Exercise description >>
Output, with no changes, the span of lines that opens with the line containing "Target: girl's hand holding phone" and closes with the last line.

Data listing
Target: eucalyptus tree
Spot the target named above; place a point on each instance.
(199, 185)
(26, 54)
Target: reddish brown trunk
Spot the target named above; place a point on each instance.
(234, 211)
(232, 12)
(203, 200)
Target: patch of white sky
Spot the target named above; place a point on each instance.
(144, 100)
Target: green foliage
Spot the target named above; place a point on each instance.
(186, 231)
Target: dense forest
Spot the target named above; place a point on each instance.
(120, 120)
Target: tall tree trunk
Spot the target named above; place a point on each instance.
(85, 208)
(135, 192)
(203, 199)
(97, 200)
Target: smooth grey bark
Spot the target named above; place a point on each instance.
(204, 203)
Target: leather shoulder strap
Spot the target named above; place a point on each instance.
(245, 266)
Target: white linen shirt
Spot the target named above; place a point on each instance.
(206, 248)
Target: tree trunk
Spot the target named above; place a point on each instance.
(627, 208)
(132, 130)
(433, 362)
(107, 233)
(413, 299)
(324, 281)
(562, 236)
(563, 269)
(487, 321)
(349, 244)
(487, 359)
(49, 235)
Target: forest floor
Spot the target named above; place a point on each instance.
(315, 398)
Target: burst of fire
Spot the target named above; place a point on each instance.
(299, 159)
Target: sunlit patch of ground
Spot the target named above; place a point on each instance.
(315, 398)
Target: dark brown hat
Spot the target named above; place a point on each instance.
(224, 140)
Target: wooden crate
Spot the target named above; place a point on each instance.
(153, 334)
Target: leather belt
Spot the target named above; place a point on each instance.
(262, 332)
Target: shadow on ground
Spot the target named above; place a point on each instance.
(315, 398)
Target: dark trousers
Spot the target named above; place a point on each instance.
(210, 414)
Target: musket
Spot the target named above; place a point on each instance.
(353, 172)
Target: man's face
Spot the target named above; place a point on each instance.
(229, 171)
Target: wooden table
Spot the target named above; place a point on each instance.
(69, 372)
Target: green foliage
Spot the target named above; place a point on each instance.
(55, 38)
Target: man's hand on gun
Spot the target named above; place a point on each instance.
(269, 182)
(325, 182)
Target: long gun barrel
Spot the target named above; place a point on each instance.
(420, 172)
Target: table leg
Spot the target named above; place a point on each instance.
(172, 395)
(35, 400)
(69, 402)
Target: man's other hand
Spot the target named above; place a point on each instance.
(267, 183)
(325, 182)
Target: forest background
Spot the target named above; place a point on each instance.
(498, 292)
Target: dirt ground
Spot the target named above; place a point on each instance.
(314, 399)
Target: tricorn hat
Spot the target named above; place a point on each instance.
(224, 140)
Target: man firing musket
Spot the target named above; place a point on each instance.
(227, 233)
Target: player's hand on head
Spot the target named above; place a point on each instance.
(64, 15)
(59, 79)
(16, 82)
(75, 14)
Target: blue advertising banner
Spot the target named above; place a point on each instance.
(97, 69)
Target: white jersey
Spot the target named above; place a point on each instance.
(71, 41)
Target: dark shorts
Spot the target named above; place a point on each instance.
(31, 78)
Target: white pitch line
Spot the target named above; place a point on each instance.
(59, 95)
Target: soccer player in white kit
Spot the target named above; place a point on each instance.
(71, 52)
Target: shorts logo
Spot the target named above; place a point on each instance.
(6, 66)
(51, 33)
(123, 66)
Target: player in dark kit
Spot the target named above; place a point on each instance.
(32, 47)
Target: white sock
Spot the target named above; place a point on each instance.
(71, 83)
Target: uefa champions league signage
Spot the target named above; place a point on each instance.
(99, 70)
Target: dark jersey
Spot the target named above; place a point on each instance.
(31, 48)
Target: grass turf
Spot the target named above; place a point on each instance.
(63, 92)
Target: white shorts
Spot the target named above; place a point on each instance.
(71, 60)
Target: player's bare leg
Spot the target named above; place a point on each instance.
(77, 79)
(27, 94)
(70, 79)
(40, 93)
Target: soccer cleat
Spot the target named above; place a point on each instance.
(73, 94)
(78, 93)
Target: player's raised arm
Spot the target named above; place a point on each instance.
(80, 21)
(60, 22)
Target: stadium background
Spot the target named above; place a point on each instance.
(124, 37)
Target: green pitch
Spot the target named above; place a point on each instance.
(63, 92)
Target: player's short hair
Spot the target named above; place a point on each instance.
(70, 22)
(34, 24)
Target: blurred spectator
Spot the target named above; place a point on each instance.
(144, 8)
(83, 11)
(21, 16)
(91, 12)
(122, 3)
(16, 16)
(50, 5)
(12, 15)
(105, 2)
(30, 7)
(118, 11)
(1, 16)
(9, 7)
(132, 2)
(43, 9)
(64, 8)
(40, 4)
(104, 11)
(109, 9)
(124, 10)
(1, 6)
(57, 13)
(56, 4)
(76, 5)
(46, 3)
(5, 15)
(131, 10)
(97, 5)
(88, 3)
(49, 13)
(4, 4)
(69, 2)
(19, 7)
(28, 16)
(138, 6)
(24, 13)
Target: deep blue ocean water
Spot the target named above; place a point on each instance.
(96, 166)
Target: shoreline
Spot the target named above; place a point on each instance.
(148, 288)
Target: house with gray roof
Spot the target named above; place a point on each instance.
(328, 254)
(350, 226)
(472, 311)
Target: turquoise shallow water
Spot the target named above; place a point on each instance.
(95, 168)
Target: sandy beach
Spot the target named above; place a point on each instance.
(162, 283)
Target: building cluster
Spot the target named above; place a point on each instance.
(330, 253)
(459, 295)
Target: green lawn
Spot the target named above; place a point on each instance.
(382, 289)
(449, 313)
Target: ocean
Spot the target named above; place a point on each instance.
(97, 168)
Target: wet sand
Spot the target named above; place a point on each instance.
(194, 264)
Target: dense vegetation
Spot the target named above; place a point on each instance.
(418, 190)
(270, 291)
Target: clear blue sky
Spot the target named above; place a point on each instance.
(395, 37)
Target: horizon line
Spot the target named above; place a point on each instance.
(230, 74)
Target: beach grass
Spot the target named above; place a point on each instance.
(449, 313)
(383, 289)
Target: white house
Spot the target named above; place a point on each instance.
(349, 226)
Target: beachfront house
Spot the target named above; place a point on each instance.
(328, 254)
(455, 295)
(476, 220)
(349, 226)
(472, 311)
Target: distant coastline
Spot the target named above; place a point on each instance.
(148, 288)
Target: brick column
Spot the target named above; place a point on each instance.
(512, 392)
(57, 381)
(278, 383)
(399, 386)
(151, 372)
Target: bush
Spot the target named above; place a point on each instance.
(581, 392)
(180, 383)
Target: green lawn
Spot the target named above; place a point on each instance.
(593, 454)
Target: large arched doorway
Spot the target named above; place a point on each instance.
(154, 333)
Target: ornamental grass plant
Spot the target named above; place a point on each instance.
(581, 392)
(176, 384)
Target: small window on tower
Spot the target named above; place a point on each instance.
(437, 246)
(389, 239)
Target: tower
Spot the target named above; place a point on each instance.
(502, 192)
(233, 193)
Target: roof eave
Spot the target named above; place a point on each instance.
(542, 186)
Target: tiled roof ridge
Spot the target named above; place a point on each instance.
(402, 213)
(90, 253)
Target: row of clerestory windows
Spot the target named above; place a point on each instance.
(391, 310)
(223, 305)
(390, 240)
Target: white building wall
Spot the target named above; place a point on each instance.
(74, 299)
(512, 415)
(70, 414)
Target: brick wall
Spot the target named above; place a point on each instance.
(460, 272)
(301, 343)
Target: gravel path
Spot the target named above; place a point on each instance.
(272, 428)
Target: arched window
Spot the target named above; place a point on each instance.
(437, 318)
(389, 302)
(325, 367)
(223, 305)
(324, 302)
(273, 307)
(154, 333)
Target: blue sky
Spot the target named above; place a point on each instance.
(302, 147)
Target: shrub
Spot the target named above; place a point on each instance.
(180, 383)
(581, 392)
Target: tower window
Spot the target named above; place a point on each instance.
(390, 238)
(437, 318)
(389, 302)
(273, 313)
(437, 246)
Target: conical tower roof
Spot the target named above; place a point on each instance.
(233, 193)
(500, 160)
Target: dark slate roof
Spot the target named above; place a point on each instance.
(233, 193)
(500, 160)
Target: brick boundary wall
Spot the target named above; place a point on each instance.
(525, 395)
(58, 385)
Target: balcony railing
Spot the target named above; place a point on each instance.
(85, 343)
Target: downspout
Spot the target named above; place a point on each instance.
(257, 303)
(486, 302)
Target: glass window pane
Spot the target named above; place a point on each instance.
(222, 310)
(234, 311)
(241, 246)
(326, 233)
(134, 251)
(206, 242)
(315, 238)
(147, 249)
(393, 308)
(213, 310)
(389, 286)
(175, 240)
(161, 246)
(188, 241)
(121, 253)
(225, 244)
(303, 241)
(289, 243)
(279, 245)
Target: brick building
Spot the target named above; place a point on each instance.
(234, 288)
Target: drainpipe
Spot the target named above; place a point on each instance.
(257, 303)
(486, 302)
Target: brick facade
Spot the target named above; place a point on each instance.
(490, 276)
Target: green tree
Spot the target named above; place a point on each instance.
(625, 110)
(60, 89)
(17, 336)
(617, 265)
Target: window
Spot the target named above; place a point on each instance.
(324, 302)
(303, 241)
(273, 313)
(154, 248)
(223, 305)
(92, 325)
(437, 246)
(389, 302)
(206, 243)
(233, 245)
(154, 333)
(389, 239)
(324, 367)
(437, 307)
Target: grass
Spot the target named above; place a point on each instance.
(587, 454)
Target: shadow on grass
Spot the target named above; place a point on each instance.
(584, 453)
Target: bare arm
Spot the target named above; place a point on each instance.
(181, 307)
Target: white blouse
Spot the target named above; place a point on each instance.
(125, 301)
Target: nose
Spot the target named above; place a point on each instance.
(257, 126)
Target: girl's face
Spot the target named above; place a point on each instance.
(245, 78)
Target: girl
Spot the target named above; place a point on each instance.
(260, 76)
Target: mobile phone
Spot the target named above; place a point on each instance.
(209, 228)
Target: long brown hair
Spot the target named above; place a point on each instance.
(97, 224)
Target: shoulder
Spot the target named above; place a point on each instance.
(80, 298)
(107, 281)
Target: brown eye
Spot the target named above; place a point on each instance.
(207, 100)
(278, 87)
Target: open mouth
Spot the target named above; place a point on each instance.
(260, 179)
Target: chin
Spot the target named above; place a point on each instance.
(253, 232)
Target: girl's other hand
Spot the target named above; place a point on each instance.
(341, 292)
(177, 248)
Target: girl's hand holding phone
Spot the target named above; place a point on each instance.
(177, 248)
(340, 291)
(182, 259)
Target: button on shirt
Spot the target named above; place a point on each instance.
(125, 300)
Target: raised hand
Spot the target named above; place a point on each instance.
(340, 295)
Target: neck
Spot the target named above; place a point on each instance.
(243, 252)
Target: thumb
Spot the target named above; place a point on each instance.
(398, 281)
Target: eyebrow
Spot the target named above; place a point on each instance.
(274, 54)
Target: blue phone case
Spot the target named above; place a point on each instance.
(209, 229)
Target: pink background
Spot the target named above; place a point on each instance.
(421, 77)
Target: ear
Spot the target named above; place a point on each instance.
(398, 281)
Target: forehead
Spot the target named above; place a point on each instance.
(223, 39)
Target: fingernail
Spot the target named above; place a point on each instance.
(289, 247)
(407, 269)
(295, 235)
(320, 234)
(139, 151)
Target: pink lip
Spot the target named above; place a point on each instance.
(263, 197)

Correct answer >>
Target: girl's hand holding phone
Spot the target named above; place a point on each instance.
(177, 248)
(340, 291)
(182, 259)
Target: button on shirt
Spot the target named above; place a point on each instance.
(125, 300)
Target: raised hand
Spot the target named above; place a point on each instance.
(340, 295)
Target: neck
Spot the target named above; place a point on each instance.
(243, 252)
Target: thumb
Spot the target named above; place a point on each instance.
(398, 281)
Target: eyebrow
Spot the target named above; place a point on each instance.
(274, 54)
Target: blue phone case
Spot the target named above; place a point on each instance.
(209, 229)
Target: pink background
Spot the target named above; place a point on each instance.
(421, 77)
Target: ear
Spot the target named above; place a point on each instance.
(398, 281)
Target: forehead
Spot the target named above; place a point on each instance.
(223, 39)
Target: fingernail
Spot the target named above; place a point on each instance.
(289, 247)
(407, 269)
(295, 235)
(320, 234)
(139, 151)
Target: pink lip
Spot the target named above; place a point on each instance.
(263, 197)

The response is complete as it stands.